§ SELECTED EXCERPT:
·····

A local man wound up in handcuffs on Friday after a violent confrontation on an East Hampton Town road with a 22-year-old Sag Harbor woman.
According to town police, Kassandra Schellinger, a nursing school student, was driving home from school on Friday in her 2005 Jeep, northbound on Route 114 near Hardscrabble Close, when she noticed she was being tailgated by a red Dodge pickup truck. As she entered a 30-mile-per-hour zone she slowed down.
Russell Daub, 53, of East Hampton, the driver of the truck, suddenly whipped it onto the shoulder, passed Ms. Schellinger, cut her off, and slammed on his brakes, according to two witnesses. Ms. Schellinger hit her brakes and came to a stop to avoid contact with the truck, at which point Mr. Daub allegedly threw it into reverse and slammed into the front end of the Jeep.
Mr. Daub got out of the truck and approached Ms. Schellinger, shouting. She pulled out her cellphone and called the police.

·····

§ RAW DATA:
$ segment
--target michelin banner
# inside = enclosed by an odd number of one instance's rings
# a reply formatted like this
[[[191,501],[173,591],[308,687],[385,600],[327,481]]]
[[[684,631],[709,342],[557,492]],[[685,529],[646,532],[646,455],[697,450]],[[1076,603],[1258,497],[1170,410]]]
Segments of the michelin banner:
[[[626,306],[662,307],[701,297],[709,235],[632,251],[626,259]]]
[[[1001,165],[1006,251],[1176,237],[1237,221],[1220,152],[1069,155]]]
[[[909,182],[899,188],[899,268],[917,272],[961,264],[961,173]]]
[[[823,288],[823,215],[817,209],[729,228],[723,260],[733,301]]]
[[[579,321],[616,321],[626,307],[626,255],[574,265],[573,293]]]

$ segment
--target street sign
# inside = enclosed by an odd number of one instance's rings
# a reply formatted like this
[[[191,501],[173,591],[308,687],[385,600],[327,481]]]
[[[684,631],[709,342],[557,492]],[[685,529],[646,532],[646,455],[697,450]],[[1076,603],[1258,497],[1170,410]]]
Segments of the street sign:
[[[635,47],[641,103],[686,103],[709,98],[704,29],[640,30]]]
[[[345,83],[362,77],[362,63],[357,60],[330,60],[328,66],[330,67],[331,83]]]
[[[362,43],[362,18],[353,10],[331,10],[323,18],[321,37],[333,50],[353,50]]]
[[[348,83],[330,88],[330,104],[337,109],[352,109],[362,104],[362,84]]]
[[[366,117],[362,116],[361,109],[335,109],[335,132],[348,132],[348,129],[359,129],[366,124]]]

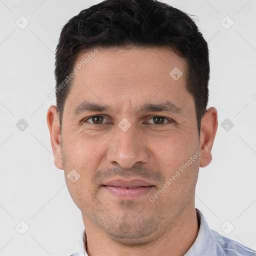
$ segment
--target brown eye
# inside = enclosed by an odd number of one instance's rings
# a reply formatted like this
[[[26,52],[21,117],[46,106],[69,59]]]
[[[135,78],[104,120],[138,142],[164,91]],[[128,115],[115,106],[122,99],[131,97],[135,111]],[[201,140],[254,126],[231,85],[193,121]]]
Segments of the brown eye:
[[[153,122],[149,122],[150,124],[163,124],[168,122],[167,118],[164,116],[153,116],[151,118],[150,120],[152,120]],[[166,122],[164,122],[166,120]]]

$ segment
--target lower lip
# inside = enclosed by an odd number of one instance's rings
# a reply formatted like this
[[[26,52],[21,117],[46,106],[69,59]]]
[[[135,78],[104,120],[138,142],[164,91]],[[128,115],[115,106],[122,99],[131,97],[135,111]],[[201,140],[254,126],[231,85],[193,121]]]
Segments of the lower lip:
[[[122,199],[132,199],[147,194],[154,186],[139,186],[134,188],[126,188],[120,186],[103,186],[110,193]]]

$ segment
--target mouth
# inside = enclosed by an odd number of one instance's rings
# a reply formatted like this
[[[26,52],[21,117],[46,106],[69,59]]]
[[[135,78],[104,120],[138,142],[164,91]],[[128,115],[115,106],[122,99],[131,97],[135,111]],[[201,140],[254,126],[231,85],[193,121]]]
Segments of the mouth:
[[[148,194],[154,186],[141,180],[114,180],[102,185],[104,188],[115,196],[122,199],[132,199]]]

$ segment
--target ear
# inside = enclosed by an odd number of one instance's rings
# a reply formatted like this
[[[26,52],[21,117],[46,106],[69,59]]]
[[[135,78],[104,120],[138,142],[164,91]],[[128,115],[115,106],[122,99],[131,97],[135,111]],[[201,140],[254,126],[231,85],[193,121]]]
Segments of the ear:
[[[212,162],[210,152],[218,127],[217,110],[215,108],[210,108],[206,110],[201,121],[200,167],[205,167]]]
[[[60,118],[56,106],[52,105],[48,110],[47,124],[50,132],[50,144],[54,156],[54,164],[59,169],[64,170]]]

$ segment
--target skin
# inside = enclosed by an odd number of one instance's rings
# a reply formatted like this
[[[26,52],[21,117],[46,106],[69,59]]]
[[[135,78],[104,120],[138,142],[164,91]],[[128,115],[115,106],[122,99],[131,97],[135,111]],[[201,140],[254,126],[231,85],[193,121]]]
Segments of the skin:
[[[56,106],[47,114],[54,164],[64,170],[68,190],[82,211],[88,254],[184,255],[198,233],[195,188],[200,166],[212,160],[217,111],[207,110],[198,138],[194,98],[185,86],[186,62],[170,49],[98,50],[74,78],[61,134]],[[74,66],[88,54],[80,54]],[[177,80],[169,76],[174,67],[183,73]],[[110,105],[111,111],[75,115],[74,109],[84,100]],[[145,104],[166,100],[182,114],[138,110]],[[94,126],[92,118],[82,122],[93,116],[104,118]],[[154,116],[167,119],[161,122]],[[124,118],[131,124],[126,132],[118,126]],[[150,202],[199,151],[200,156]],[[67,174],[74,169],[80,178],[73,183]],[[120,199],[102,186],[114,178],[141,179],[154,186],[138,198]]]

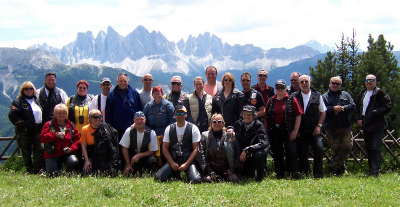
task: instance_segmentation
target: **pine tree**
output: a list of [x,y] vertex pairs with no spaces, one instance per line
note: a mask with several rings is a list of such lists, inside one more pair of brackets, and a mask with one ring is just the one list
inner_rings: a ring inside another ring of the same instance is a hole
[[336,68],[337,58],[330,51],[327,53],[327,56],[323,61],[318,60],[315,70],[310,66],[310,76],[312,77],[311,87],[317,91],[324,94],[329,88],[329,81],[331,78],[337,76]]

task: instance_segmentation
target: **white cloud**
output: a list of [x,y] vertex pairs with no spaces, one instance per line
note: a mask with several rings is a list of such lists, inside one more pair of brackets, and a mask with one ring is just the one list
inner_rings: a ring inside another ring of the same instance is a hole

·····

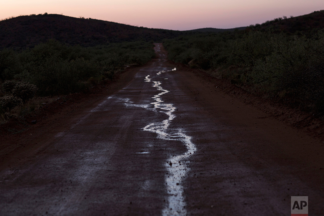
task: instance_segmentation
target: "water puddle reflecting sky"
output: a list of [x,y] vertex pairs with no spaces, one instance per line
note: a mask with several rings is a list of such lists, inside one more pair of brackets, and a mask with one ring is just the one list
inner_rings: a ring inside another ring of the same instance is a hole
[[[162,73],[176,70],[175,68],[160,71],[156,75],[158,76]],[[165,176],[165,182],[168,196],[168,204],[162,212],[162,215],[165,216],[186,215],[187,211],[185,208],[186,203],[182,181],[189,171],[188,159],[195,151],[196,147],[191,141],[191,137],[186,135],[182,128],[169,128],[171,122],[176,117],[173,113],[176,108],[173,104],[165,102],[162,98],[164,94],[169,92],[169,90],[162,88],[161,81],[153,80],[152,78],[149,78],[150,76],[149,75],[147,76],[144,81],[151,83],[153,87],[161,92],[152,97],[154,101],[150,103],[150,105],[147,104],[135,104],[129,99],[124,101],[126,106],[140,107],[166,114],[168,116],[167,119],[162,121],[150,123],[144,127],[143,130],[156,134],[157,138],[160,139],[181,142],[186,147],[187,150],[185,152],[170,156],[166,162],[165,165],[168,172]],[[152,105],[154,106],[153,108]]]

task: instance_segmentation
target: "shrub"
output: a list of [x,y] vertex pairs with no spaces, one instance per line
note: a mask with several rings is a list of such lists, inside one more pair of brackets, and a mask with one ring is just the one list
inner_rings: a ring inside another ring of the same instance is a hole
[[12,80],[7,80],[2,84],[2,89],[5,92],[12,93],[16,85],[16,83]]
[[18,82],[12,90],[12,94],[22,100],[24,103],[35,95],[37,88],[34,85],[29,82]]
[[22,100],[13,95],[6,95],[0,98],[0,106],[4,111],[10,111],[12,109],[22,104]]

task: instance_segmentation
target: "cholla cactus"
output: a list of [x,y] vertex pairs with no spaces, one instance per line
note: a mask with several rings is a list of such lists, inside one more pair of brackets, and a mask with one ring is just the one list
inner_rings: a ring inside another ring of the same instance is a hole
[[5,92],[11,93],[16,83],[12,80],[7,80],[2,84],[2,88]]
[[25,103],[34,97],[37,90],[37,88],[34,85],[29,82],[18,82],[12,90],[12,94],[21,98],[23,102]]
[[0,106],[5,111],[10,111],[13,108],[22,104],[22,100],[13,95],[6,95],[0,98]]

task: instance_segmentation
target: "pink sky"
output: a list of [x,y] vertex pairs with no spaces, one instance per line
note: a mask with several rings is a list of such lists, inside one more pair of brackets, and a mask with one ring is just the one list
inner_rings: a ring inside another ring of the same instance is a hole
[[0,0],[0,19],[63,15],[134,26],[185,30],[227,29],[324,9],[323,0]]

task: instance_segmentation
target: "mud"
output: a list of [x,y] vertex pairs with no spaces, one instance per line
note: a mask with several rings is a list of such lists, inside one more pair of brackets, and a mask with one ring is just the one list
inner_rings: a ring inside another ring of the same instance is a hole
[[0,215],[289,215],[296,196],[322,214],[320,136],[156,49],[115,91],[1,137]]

·····

§ WORK REQUEST A: Using the Route 114 report, decide whether each statement agrees with it, answering yes or no and quoting the words that settle it: (i) Ms. Schellinger was driving a 2005 Jeep. (ii) The vehicle tailgating her was a blue Ford pickup. (iii) Mr. Daub stayed inside his truck after the collision.
§ WORK REQUEST B:
Answer these from the Route 114 report:
(i) How old is Russell Daub?
(ii) What speed zone was Ms. Schellinger entering when she slowed down?
(iii) What did Ms. Schellinger use to call the police?
The entries have no role in this exercise.

§ PROBLEM SOLUTION A:
(i) Yes: "in her 2005 Jeep"
(ii) No: "a red Dodge pickup truck"
(iii) No: "Mr. Daub got out of the truck and approached Ms. Schellinger, shouting."

§ PROBLEM SOLUTION B:
(i) He is 53.
(ii) A 30-mile-per-hour zone.
(iii) Her cellphone.